EXERCISES TO COMPLETE
1. Decide whether each statement below agrees with the iptables forwarding advice. For (a), (b) and (c), answer yes or no and quote the deciding words. (a) The ip_forward activation should come before the forwarding rules are set up. (b) By default, the log is /var/log/messages. (c) On the writer's machine, eth1 has an address.
2. Carry on the iptables forwarding advice from the point where it stops.

══ EXTRACT

On Monday 11 November 2002 01:58 am, Bob wrote:
{Well, actually everything he wrote is down at the bottom... :^}

Make sure you have both the ip_conntrack and iptable_nat modules loaded to the 
kernel.  (insmod or modprobe)  In your FORWARD chain (filter FORWARD, more 
precisely) try just matching -i etho or -i eth1, and be very sure these are 
the devices you need.  (IE, on my machine eth1 is addressless, with ppp0 
connecting over it with DSL, so my rules use ppp0)

Put the ip_forward activation after you have set up forwarding rules, or at 
least after you have set the default policy for that chain to DROP.

Read through Oscar's tutorial at http://iptables-tutorial.frozentux.net for 
lots of info, and some example scripts.  As soon as you get the forwarding 
working, I'd suggest locking things down, like a default DROP policy on 
INPUT, which would then allow only explicitly allowed connections to be made 
to your machine, and an ESTABLISHED/RELATED rule for input (no interface or 
address match needed)  Depending on the usage, etc, you might accept only 
port 80, 53, etc forwarding from the LAN, and let other odd stuff drop (or 
log'n'drop) to block most worms, virii, phone-home programs, spyware, etc.

What happens here is a packet to be forwarded hits the first rule, and gets 
passed to the nat POSTROUTING chain if it's inbound from the internet (eth0) 
and part of or related to a connection initiated from inside (beyond eth1).  
If not it hits the second rule, which it gets passed if it's outbound from an 
internal machine.  The third rule logs what remains (which may be quite a 
bit, or very little, YRMV) and the log by default is /var/log/messages which 
you can read a variety of ways.  Simplest from a shell is usually "tail -n 25 
/var/log/messages" which will list the last 25 log entries.  (NOT just from 
IPTables!!)  You can also "cat /var/log/messages | grep SRC=" to list only 
IPTables logs, as nothing else I've come across yet logs with those four 
characters in every single entry.  (Or get real fancy and "cat 
/var/log/messages | grep SRC= | tail -n 50" for the last 50 iptables...)

════
══ INFORMATION PROVIDED

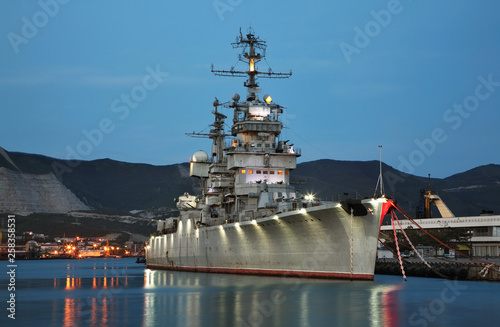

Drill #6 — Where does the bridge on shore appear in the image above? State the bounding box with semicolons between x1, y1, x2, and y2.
381;215;500;230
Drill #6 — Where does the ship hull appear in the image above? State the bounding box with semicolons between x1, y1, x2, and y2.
146;199;385;280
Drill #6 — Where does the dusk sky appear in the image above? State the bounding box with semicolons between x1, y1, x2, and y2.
0;0;500;177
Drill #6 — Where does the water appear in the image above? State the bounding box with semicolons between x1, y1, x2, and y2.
0;259;500;327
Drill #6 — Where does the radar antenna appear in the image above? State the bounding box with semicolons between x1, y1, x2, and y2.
212;28;292;100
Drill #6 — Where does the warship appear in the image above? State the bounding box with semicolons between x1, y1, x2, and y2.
146;29;389;280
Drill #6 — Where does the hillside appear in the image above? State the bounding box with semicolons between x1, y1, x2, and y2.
0;152;500;216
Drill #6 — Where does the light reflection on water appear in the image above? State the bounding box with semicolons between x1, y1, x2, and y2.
0;259;500;327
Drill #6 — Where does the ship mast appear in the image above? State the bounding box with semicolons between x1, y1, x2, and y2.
186;98;229;163
212;28;292;101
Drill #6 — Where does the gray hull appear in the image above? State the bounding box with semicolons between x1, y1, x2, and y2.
146;199;386;280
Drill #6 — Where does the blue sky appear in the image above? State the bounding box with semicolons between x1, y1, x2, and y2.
0;0;500;177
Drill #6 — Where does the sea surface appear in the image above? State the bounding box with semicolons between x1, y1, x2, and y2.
0;258;500;327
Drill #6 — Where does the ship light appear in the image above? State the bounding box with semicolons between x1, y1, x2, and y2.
264;94;273;104
304;194;314;202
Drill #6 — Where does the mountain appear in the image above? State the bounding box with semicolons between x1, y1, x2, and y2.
0;148;500;216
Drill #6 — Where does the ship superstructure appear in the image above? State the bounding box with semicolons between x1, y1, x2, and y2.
146;30;386;279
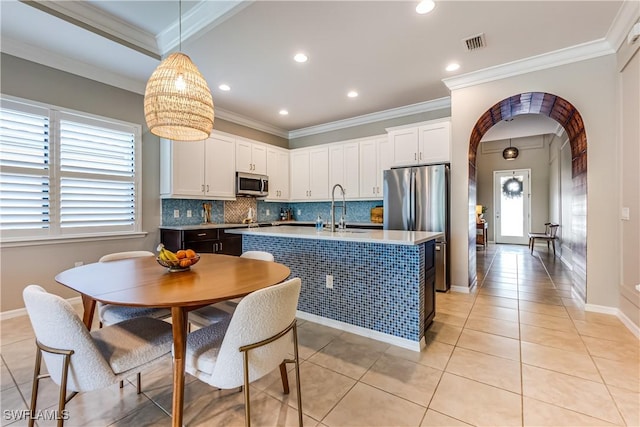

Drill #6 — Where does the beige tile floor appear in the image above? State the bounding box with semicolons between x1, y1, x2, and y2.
0;245;640;427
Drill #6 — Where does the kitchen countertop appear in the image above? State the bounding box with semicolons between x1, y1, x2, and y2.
160;221;382;230
229;226;444;245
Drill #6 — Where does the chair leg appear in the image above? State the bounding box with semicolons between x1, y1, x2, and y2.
293;323;302;427
29;347;42;427
280;361;289;394
58;354;75;427
243;351;251;427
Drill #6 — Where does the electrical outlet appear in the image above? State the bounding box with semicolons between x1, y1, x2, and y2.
327;274;333;289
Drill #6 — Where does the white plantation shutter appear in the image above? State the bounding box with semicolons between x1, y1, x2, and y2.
60;118;136;229
0;99;140;239
0;105;50;235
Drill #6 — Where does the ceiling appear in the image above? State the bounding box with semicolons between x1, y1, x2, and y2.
0;0;623;137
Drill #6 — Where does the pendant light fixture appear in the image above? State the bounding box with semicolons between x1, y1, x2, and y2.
502;138;519;160
144;1;214;141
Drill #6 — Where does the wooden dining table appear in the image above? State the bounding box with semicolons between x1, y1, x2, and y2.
55;254;290;427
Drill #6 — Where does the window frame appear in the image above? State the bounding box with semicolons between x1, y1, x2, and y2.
0;94;147;246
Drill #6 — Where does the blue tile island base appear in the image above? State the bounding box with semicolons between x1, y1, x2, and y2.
242;234;435;351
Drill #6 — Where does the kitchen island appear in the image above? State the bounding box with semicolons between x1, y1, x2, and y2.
228;226;442;351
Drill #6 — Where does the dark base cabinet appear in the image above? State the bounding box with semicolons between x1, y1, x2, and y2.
160;228;242;256
424;240;436;334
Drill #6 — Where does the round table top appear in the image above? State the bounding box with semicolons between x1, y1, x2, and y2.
55;254;290;307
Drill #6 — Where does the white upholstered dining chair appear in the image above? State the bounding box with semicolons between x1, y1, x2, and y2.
23;285;173;427
189;251;274;328
185;278;302;427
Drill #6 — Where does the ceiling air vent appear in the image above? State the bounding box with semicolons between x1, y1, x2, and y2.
464;33;487;52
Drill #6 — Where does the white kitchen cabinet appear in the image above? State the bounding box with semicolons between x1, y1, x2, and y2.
236;138;267;175
204;134;236;199
291;146;329;201
266;147;289;201
160;133;235;199
360;137;394;199
388;119;451;166
328;142;360;199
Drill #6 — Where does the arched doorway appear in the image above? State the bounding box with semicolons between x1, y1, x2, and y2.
469;92;587;301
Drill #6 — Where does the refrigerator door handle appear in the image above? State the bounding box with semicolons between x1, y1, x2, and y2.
409;169;416;231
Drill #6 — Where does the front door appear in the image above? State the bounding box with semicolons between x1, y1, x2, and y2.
493;169;531;245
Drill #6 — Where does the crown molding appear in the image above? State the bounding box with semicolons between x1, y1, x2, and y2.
156;0;253;56
23;1;161;60
214;107;289;139
289;96;451;139
606;0;640;51
2;37;146;95
442;39;615;90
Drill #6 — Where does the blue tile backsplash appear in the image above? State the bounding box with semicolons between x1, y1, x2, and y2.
162;199;382;226
242;235;425;341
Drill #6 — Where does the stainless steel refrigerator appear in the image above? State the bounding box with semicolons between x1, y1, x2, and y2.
383;164;449;291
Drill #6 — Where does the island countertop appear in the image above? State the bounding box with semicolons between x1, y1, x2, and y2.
227;225;444;245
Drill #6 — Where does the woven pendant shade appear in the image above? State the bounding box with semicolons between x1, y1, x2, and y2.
144;52;213;141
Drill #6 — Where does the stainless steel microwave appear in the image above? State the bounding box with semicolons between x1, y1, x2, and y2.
236;172;269;197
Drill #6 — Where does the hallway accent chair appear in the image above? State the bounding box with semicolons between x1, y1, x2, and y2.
529;222;560;258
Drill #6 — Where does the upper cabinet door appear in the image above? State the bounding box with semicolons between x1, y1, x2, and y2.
309;147;329;200
236;139;253;173
266;147;289;201
251;144;267;175
418;121;451;163
168;141;204;196
329;142;360;199
204;134;236;199
389;127;419;166
291;150;310;200
236;138;267;175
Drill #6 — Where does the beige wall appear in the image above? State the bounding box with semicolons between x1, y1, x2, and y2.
451;55;619;307
0;54;286;312
618;26;640;328
476;135;549;241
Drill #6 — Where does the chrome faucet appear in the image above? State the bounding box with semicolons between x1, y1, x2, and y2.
331;184;347;233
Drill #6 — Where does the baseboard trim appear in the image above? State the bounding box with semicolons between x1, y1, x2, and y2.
0;297;82;321
584;304;640;339
296;310;426;352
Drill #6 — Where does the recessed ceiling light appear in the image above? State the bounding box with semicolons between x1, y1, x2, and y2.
293;53;309;62
416;0;436;15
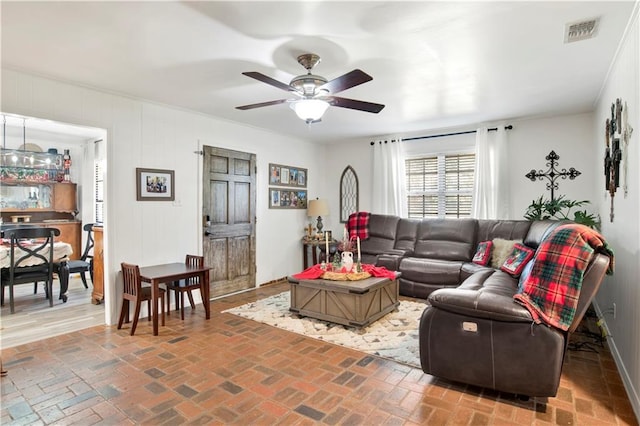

════

TASK RESULTS
1.
(a) No: "Put the ip_forward activation after you have set up forwarding rules"
(b) Yes: "the log by default is /var/log/messages"
(c) No: "on my machine eth1 is addressless"

2.
j

> I hope this hasn't been covered a million times. I'm trying to share the
> internet connection in my house. I'm very new to IPTABLES, and I can't get
> the sharing to work. Here is the setup. Please let me know if you need more
> information. Any help would be greatly appreciated!!!


> The server is RH 8.0 with IPTABLES, and a DHCP server running. The Clients
> are a Mac and a PC (9.2 and Win98). Network Connectivity is good. All Three
> machines can ping each other, via private IPs: 192.168.0.30
> 192.168.0.22
> 192.168.0.1 (Internal NIC, Eth1)
>
> The two clients have never been able to ping the public Eth0 card.
>
> I have set forwarding to one, and that is set to be that way when the
> computer first boots, with this line:
>
> echo 1 > /proc/sys/net/ipv4/ip_forward
>
> That line seems to be working okay.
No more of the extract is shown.